== Do zrobienia ==
Przepisz dokładnie fragment tekstu o rezygnacji rolników z siewu poplonów, zaczynając od słów "Z siewu poplonów zrezygnował" i kończąc na słowach "pod konkretną uprawę.", oba miejsca włącznie.

== Fragment dokumentu ==
Dlaczego rolnicy rezygnują z siewu poplonów?
Przepisy Zielonego Ładu od paru lat nakładają na rolników realizujących poszczególne ekoschematy obowiązek siewu poplonów. Część z nich coraz częściej jednak rezygnuje z tego zabiegu. Jednym z głównych powodów rezygnacji z siewu poplonów przez rolników jest stwarzanie gryzoniom warunków do życia.
– Gospodarstwo nadal jest 100% uprawiane bezorkowo. Zostawiamy mulcze ze słomy na zimę, ale poplonów nie siejemy, ponieważ jest w nich bardzo dużo gryzoni, dla których nie chcemy stwarzać dobrych warunków do życia – uważa Krzysztof Jędrysek z Kozłówek (woj. opolskie).
Z siewu poplonów zrezygnował również Tomasz Cichoń z Ostrożnicy (woj. opolskie), choć jak przyznaje, w poprzednich latach siał ich bardzo dużo, dbając o dobór mieszanek pod konkretną uprawę.
– W tym roku zrezygnowaliśmy z poplonów, choć w minionych latach sialiśmy ich bardzo dużo, wybierając odpowiednie mieszanki pod zboża jare, buraki cukrowe i kukurydzę. Dawało to efekty, choć wymagało odpowiedniego zagospodarowania talerzówkami i mulczerami. Dzięki poplonom można było skorzystać z dopłat – tłumaczy Cichoń.

== Zapisane informacje ==
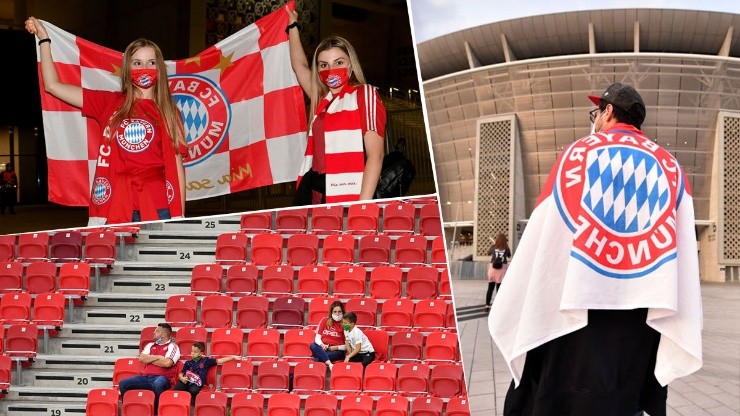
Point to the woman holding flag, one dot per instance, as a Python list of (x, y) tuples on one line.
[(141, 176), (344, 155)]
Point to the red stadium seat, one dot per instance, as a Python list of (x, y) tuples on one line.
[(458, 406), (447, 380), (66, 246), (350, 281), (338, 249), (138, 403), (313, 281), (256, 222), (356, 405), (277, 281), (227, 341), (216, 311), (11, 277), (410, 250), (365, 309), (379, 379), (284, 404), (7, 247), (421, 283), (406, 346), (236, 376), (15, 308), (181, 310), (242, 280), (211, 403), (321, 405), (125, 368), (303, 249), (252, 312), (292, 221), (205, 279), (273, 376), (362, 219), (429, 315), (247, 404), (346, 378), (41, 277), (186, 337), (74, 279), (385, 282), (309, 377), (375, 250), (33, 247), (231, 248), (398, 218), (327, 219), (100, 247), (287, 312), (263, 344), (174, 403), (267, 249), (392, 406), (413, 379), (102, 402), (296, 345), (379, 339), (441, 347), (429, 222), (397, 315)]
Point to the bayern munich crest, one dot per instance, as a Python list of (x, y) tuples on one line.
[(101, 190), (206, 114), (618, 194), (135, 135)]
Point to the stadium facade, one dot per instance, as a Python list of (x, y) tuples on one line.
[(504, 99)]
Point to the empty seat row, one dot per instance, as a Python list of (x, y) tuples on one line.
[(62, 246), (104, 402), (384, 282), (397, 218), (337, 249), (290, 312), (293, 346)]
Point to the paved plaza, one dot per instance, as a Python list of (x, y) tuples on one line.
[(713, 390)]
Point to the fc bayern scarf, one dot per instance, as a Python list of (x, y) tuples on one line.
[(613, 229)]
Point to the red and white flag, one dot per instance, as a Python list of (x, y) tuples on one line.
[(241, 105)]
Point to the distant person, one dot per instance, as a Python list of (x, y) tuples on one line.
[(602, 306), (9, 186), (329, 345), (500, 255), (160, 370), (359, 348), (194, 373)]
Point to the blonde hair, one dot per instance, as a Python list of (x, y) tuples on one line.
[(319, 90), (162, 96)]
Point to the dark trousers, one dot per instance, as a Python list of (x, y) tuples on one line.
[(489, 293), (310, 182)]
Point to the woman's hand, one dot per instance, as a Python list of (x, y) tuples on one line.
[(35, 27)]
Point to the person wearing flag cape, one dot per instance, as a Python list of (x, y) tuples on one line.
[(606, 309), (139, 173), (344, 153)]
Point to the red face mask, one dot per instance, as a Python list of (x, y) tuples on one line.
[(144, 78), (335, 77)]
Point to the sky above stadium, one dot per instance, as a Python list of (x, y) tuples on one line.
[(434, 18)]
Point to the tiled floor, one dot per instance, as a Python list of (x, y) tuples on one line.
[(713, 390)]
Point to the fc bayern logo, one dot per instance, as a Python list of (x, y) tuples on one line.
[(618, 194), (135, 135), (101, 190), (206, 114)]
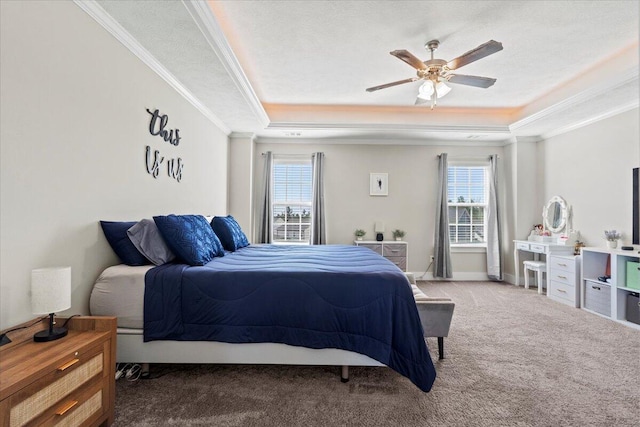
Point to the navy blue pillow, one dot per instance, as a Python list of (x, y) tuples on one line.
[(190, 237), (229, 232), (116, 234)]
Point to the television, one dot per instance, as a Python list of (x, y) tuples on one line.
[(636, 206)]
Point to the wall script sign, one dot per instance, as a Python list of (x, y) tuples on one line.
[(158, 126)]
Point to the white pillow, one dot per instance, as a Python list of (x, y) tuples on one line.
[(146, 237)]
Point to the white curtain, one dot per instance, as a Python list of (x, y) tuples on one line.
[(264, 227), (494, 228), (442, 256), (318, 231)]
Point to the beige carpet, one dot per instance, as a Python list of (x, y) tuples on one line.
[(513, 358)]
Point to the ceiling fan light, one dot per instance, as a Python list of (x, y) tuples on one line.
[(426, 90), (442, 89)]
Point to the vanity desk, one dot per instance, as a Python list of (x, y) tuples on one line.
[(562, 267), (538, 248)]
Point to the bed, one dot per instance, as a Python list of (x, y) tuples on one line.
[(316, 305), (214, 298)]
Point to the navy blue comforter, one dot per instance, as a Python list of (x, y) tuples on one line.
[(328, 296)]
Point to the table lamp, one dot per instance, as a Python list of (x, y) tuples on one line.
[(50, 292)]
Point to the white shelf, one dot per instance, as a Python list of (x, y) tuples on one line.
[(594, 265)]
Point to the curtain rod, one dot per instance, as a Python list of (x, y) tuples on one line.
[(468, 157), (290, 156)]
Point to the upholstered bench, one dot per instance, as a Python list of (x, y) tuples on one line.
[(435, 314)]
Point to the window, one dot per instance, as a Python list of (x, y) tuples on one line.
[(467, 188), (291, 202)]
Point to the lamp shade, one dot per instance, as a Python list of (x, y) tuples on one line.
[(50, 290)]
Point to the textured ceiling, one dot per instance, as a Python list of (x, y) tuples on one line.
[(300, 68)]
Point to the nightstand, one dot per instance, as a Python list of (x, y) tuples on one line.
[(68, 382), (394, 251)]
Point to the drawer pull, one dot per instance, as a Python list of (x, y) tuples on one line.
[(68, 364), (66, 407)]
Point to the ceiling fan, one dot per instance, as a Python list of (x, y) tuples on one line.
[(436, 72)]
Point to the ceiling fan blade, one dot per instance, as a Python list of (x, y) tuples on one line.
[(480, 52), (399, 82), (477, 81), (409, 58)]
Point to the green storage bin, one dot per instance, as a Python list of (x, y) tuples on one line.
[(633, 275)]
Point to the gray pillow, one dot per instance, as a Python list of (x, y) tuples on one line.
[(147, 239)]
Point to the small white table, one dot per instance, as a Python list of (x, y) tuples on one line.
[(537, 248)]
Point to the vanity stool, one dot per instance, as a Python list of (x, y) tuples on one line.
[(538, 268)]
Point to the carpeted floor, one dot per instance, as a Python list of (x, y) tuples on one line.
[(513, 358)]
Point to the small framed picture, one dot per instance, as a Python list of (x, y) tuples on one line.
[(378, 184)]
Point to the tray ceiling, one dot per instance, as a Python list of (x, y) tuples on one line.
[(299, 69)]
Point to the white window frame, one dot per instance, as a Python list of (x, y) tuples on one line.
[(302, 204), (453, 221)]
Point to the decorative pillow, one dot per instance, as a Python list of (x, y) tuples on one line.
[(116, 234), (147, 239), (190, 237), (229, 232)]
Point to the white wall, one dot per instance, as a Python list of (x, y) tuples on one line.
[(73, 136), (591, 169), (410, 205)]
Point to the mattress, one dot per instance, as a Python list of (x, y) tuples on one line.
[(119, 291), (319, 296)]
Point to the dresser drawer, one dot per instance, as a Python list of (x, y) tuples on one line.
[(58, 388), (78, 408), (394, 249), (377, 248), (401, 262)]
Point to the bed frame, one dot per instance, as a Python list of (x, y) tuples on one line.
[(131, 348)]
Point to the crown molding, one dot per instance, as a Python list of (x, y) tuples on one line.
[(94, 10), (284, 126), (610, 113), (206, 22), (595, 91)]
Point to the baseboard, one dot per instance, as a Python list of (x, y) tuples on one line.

== Odpowiedź na zadanie ==
Z siewu poplonów zrezygnował również Tomasz Cichoń z Ostrożnicy (woj. opolskie), choć jak przyznaje, w poprzednich latach siał ich bardzo dużo, dbając o dobór mieszanek pod konkretną uprawę.